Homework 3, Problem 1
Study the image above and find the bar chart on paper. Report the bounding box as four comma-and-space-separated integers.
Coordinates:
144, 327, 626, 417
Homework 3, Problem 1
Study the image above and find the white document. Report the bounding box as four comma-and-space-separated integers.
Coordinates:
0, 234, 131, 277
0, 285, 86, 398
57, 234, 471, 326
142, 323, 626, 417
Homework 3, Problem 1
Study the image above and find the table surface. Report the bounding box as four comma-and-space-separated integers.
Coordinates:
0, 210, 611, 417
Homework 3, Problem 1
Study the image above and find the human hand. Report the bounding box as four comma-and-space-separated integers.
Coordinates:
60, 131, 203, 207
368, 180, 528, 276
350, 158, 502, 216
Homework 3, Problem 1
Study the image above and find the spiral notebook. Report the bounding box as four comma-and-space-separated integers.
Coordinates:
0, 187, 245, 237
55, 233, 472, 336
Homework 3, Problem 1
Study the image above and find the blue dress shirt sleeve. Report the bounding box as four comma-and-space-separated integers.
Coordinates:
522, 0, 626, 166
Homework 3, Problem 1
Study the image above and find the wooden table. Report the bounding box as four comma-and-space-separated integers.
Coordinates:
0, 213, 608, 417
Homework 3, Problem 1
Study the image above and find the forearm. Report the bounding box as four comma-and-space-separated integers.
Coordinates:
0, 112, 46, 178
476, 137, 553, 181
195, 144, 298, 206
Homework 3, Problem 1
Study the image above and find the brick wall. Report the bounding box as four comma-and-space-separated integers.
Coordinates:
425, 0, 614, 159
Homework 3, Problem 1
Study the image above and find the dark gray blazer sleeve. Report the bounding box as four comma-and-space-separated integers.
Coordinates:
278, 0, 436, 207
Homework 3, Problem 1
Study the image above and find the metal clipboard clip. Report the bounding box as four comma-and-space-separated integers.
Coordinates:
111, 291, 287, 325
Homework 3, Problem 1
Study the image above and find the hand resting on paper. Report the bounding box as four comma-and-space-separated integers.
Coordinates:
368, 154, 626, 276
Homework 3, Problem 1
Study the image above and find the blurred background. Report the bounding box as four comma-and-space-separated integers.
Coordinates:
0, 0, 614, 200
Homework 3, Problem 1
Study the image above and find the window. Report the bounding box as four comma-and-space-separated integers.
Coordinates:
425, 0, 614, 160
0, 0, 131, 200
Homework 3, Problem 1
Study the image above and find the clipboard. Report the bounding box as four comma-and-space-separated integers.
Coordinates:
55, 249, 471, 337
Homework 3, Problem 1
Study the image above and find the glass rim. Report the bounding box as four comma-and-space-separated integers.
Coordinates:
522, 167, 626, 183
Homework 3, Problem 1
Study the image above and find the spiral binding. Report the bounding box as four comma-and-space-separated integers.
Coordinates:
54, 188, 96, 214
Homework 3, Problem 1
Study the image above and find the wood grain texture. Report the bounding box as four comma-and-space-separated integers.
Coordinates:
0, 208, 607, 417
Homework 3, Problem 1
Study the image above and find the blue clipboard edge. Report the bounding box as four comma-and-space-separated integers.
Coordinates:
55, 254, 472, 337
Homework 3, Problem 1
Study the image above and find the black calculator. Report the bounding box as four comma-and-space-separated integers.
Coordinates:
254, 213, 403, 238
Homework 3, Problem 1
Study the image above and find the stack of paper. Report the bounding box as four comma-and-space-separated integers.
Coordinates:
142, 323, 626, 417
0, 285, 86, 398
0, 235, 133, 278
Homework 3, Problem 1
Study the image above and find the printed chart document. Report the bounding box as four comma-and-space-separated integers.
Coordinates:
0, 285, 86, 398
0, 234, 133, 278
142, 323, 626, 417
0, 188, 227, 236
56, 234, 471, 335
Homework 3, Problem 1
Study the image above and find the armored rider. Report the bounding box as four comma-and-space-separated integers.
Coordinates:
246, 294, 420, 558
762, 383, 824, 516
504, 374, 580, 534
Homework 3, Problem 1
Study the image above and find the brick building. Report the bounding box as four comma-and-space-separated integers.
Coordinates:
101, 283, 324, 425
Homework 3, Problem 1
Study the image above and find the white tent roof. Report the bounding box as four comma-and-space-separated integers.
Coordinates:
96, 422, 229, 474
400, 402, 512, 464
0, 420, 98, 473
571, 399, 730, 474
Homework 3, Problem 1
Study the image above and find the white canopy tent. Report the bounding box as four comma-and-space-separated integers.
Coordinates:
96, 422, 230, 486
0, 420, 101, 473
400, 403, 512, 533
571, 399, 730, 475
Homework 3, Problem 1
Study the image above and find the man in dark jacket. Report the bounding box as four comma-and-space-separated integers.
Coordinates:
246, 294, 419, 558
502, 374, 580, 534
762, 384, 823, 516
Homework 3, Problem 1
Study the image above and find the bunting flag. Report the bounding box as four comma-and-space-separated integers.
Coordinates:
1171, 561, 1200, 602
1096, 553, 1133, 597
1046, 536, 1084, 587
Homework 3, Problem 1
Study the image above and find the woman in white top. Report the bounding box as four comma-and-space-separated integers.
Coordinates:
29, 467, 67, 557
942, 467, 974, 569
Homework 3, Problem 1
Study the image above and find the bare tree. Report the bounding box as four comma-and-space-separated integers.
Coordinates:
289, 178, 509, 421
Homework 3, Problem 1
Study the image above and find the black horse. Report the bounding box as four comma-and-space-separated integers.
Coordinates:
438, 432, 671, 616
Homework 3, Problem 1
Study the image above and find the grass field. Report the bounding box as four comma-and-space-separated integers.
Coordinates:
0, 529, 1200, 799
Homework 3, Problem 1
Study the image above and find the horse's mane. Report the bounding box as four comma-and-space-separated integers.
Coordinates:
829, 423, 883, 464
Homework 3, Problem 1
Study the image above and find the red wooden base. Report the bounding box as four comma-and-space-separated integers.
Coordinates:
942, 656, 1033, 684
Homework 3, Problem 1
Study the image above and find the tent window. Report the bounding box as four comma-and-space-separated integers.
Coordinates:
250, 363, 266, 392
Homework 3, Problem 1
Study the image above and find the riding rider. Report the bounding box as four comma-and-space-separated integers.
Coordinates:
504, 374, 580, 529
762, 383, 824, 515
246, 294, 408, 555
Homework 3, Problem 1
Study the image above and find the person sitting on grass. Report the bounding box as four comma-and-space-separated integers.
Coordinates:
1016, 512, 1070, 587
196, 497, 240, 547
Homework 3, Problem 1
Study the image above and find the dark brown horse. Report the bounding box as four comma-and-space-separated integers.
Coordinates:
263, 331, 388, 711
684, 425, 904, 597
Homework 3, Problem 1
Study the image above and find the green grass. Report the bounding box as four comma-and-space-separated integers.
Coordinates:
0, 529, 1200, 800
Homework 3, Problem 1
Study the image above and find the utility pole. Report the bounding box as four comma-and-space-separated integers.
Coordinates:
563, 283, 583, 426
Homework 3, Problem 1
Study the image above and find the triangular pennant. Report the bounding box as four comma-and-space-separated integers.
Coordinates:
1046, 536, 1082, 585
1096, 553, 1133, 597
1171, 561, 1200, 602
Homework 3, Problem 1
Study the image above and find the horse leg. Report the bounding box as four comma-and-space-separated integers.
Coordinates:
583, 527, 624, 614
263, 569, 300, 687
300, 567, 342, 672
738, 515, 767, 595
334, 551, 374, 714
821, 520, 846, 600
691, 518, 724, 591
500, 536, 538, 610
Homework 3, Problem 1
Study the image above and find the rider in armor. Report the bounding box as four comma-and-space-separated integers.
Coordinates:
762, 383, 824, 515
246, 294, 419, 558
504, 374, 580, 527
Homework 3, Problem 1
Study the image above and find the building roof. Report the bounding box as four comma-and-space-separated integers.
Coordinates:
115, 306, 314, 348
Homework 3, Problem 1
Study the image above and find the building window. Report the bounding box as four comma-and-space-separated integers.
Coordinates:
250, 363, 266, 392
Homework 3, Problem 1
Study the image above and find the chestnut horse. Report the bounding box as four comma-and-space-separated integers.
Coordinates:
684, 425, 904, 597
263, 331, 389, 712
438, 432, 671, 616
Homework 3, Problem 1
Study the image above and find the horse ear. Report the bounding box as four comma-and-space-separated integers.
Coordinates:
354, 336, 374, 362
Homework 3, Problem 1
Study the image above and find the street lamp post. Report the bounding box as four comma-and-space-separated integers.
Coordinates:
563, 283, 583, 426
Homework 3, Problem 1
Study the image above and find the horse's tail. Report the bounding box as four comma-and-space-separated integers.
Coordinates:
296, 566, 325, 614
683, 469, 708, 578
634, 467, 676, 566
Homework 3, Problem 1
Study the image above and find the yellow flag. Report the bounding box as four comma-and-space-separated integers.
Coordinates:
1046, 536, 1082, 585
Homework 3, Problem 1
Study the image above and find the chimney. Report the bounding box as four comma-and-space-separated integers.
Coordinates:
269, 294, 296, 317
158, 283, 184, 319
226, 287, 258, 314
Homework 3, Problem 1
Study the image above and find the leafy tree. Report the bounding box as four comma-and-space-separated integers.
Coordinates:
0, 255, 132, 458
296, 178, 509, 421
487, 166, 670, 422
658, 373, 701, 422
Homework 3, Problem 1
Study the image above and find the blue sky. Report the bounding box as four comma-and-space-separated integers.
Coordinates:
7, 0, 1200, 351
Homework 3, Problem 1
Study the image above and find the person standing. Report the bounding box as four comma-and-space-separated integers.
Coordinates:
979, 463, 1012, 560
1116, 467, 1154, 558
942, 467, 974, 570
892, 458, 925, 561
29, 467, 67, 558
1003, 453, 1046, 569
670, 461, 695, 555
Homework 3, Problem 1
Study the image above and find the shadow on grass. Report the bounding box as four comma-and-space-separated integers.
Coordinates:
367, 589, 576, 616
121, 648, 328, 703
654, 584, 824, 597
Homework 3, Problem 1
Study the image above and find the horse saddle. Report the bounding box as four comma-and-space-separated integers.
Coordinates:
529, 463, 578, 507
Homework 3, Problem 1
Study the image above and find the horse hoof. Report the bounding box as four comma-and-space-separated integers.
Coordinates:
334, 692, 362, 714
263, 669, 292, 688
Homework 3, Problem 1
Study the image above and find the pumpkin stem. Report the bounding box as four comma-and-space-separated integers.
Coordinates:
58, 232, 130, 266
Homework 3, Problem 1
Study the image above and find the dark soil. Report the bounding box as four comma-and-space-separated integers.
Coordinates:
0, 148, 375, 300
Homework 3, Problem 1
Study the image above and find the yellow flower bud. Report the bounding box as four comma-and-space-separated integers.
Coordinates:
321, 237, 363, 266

___

Count the lines in the entries above that contain the string "paper" with matching case, and reply with the number alone.

3